▶ Document segment
%%

The Mercy I graduated from was situated on East Broadway. It opened as a school in 1886, and in the century since had been added onto and revised so many times the floor plans all looked like an elaborate game of Tetris. Student lockers were tucked into any hallway that had the space, so there were several alcoves on numerous floors where students were corralled. Freshman lockers were on the first floor by the science classrooms, sophomore lockers were in the “dungeon,” and junior hallway and senior hallway were on the second floor. One of our Spirit Week traditions was for each class to decorate their hallway in a theme that highlighted their class color. The freshman color was green, and my freshman class chose Emerald City from The Wizard of Oz as our theme, construction paper yellow brick road and all. And that’s what we call a Full Circle Moment, or – to shoehorn this metaphor and call back our daytime TV reference – a Wheel of Fortune.
Our tarot Wheel of Fortune does in fact have more to do with life coming full circle than it does a lucky spin of a wheel.
She reminds us that life tends to unfold in seasons, and we humans tend to respond to it with our scripts and patterns. We are creatures of habit in more ways than we realize, and something about our primal brain has us believing that Predictable is safer than Unknown – even if the predictable includes consistent suffering. That’s what keeps us in unfulfilling jobs; toxic relationships; limiting belief systems; self-sabotaging habits. We stick with what we know even when it’s terrible because that somehow feels safer than venturing out into uncharted waters.

%%

▶ Data shown
%%

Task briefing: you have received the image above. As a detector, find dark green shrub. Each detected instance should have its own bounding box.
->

%%
%%

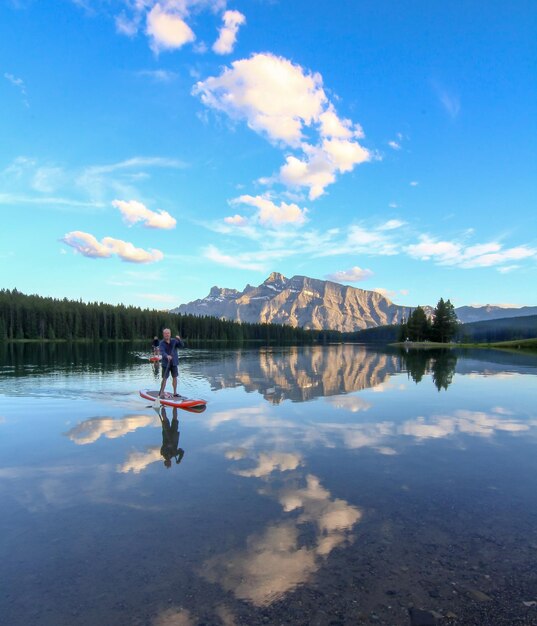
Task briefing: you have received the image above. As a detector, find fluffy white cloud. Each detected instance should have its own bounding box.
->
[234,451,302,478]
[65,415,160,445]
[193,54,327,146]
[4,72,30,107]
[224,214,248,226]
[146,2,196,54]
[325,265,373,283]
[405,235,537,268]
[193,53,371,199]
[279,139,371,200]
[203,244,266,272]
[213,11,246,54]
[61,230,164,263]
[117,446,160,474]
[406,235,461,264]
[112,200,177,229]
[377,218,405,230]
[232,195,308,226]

%%

▶ Required work
• a. In the tarot passage, take the part that begins at the words "She reminds us" and stops after "into uncharted waters.", and write it out with "uncharted waters" swapped for "unfamiliar territory".
• b. According to the tarot passage, what theme did the writer's freshman class choose for decorating its hallway during Spirit Week?

▶ Answers for the exercise
• a.
She reminds us that life tends to unfold in seasons, and we humans tend to respond to it with our scripts and patterns. We are creatures of habit in more ways than we realize, and something about our primal brain has us believing that Predictable is safer than Unknown – even if the predictable includes consistent suffering. That’s what keeps us in unfulfilling jobs; toxic relationships; limiting belief systems; self-sabotaging habits. We stick with what we know even when it’s terrible because that somehow feels safer than venturing out into unfamiliar territory.

• b. Emerald City from The Wizard of Oz